[Records from a point labeling set]

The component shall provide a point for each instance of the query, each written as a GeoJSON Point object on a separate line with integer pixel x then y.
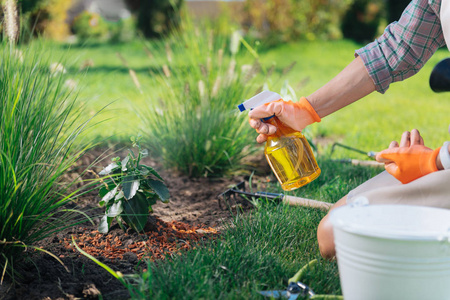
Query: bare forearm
{"type": "Point", "coordinates": [438, 160]}
{"type": "Point", "coordinates": [349, 85]}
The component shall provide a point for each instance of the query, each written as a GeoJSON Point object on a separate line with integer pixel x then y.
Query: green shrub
{"type": "Point", "coordinates": [47, 18]}
{"type": "Point", "coordinates": [123, 30]}
{"type": "Point", "coordinates": [129, 190]}
{"type": "Point", "coordinates": [89, 25]}
{"type": "Point", "coordinates": [40, 123]}
{"type": "Point", "coordinates": [285, 20]}
{"type": "Point", "coordinates": [362, 20]}
{"type": "Point", "coordinates": [156, 18]}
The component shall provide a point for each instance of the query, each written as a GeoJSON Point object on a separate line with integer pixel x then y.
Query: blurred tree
{"type": "Point", "coordinates": [284, 20]}
{"type": "Point", "coordinates": [395, 9]}
{"type": "Point", "coordinates": [362, 20]}
{"type": "Point", "coordinates": [156, 18]}
{"type": "Point", "coordinates": [10, 20]}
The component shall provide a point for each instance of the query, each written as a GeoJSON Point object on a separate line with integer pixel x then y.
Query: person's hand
{"type": "Point", "coordinates": [409, 160]}
{"type": "Point", "coordinates": [295, 115]}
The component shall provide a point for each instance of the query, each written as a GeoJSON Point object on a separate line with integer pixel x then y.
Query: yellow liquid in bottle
{"type": "Point", "coordinates": [291, 159]}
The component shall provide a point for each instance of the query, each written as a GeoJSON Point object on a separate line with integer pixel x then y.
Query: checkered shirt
{"type": "Point", "coordinates": [405, 46]}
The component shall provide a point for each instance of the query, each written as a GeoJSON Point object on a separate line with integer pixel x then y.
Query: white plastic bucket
{"type": "Point", "coordinates": [392, 252]}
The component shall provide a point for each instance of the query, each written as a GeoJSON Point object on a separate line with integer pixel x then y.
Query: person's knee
{"type": "Point", "coordinates": [325, 239]}
{"type": "Point", "coordinates": [325, 236]}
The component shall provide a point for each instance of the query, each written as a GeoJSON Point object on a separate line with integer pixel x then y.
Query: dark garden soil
{"type": "Point", "coordinates": [193, 213]}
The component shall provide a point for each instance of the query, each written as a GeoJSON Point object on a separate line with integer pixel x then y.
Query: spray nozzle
{"type": "Point", "coordinates": [260, 99]}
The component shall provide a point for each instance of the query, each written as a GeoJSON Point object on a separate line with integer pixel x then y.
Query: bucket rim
{"type": "Point", "coordinates": [336, 218]}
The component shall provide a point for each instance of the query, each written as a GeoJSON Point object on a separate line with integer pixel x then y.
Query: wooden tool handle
{"type": "Point", "coordinates": [298, 201]}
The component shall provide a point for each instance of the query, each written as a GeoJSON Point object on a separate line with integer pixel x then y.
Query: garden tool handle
{"type": "Point", "coordinates": [298, 201]}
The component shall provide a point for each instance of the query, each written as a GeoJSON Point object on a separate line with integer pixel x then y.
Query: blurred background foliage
{"type": "Point", "coordinates": [271, 21]}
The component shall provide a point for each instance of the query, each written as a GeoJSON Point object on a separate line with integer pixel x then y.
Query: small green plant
{"type": "Point", "coordinates": [130, 190]}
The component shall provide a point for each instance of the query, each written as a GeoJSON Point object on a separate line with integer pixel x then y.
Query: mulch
{"type": "Point", "coordinates": [162, 240]}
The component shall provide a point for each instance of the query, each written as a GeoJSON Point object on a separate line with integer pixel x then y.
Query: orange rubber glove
{"type": "Point", "coordinates": [295, 115]}
{"type": "Point", "coordinates": [409, 163]}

> **PROMPT**
Strip the images and reproduce the remaining records precisely.

> **CORRECT RESPONSE**
The component shall provide a point for each instance of the query, each written as a GeoJSON Point object on a separate line with integer pixel x then y.
Query: bare forearm
{"type": "Point", "coordinates": [438, 160]}
{"type": "Point", "coordinates": [349, 85]}
The component shall provide a point for each instance of the query, each written as a GeoJSON Point object on a separate line with integer pixel x then y.
Query: green shrub
{"type": "Point", "coordinates": [47, 18]}
{"type": "Point", "coordinates": [123, 30]}
{"type": "Point", "coordinates": [129, 190]}
{"type": "Point", "coordinates": [89, 25]}
{"type": "Point", "coordinates": [40, 123]}
{"type": "Point", "coordinates": [285, 20]}
{"type": "Point", "coordinates": [362, 20]}
{"type": "Point", "coordinates": [156, 18]}
The component shall provide a point for each instance of the query, each written as a GeoJSON Point object on a separate line with integer pixel x then y.
Query: blurred tree
{"type": "Point", "coordinates": [284, 20]}
{"type": "Point", "coordinates": [395, 9]}
{"type": "Point", "coordinates": [362, 20]}
{"type": "Point", "coordinates": [156, 18]}
{"type": "Point", "coordinates": [10, 20]}
The component shall provide a point for each instance of the query, each written as a GeoJSON Point object on a separate line with integer pixel x then y.
Query: person's hand
{"type": "Point", "coordinates": [409, 160]}
{"type": "Point", "coordinates": [295, 115]}
The component shall provide a point for each instance of the query, each written as a GeoJSON Point object on a separate line with integer pixel x then y.
Query: yellow liquid in bottle
{"type": "Point", "coordinates": [291, 159]}
The component shall provide a point for each instance of the query, each written as a GeoJSON Point object on a separate line with integer pixel x then y.
Query: checkered shirt
{"type": "Point", "coordinates": [405, 46]}
The component shall provide a point for each instance of the query, each written as a GeoJSON Point object on a separate line with integer pixel x then y.
Query: white plastic bucket
{"type": "Point", "coordinates": [392, 252]}
The component shall provide a point for each instance of the query, each written as a GeoJSON Point object on a separate line with integer pixel x then y.
Query: person's knee
{"type": "Point", "coordinates": [325, 239]}
{"type": "Point", "coordinates": [325, 236]}
The component shall provide a point for each instance of the query, each written as a GeoJSON Point object on a separate line with integer pixel x then y.
Query: dark garden soil
{"type": "Point", "coordinates": [193, 213]}
The component shall provide a point for each instance of the query, each written as a GeoJSON Point object on a separate line with integer pixel x then y.
Query: spray nozzle
{"type": "Point", "coordinates": [260, 99]}
The component shall provide a point for each instance of the query, each written as a GeoJSON Point object on a separate line with integer pixel x then y.
Query: bucket rim
{"type": "Point", "coordinates": [336, 218]}
The component shall provide a point for each instance of the query, each written as a GeoJSON Point object on a separate line with integer pixel x then y.
Query: wooden tool handle
{"type": "Point", "coordinates": [298, 201]}
The component shall provide a point for each instance of the query, each written as a GeoJSON Point object on a separate line with integer pixel x then y.
Query: garden tool handle
{"type": "Point", "coordinates": [298, 201]}
The component shall provide a point for each instance of the query, each written as a GeoJSON Point object on a separate line with integer pixel x then y.
Query: blurred background foliage
{"type": "Point", "coordinates": [271, 21]}
The component shall provide a point for each instance of the query, each written as a GeoJSON Point object on a separate line with integer pixel x then y.
Query: small green plant
{"type": "Point", "coordinates": [130, 190]}
The component shall provide a point for each instance of the query, each written as a GeoJSON Point object on a separate line with integer pixel x then y.
Query: mulch
{"type": "Point", "coordinates": [162, 240]}
The component shall provide a point for each instance of the query, each written as a GeoJSON Point object on a separate line with integer pixel x then y.
Query: orange rubber glove
{"type": "Point", "coordinates": [295, 115]}
{"type": "Point", "coordinates": [409, 163]}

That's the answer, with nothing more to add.